----- Listed entries -----

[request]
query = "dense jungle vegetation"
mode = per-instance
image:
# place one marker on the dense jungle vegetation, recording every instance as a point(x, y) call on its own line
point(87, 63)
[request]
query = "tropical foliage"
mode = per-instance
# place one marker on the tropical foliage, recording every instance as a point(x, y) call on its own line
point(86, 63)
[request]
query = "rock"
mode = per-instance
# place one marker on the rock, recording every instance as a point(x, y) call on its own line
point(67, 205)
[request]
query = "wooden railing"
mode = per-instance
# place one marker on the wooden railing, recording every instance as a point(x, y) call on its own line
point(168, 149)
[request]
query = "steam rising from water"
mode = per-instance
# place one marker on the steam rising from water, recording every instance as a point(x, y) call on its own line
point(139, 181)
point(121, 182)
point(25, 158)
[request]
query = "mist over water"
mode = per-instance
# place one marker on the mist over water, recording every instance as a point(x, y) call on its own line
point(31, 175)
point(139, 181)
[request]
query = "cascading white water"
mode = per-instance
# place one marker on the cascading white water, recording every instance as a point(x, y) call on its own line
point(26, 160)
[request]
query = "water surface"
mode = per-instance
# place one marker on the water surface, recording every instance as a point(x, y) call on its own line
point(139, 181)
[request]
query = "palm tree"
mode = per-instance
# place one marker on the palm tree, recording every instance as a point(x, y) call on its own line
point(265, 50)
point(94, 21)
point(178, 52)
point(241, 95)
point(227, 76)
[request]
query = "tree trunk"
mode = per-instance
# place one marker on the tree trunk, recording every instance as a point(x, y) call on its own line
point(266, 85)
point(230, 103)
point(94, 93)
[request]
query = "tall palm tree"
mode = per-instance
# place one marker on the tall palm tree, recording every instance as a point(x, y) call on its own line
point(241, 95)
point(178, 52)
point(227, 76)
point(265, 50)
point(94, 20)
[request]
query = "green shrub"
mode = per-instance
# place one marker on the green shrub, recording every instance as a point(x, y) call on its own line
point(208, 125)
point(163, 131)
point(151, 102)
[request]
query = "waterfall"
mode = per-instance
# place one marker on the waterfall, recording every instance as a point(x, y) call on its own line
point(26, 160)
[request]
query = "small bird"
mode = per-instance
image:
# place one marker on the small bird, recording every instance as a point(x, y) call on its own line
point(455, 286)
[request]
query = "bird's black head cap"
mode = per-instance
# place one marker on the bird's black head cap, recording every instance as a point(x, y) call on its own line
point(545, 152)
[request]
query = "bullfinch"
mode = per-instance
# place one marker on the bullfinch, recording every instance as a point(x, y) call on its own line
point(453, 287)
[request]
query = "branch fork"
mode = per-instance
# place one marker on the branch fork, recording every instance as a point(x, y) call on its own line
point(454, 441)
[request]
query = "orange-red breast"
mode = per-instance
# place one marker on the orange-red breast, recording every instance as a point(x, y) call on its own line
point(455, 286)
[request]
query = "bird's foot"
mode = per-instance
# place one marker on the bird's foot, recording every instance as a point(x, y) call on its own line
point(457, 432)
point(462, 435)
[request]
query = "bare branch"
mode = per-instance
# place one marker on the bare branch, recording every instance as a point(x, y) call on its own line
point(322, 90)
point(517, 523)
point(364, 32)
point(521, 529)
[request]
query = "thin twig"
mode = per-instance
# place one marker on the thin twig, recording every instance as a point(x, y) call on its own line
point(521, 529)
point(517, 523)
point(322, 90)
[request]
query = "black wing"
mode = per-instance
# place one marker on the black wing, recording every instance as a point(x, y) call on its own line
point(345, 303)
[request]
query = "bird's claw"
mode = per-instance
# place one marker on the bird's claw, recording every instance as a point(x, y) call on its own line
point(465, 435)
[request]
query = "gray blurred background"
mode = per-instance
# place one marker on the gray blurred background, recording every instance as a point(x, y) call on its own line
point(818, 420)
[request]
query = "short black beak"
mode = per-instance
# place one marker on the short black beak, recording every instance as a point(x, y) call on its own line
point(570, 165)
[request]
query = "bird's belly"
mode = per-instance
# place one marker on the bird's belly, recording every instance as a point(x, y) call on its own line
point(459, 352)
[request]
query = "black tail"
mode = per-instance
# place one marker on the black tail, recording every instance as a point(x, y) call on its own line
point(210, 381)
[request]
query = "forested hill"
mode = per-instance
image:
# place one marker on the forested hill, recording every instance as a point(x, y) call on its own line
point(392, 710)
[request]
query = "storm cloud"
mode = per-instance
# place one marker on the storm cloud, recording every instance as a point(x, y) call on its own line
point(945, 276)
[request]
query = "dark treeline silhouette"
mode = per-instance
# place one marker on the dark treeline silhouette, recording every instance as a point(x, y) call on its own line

-----

* **Exercise**
Would you filter the records and copy out each line containing "silhouette"?

* **Response**
query = "dark treeline silhouette"
# place one marker on the dark treeline silhouette, recording every instance as a point(x, y) call on its own line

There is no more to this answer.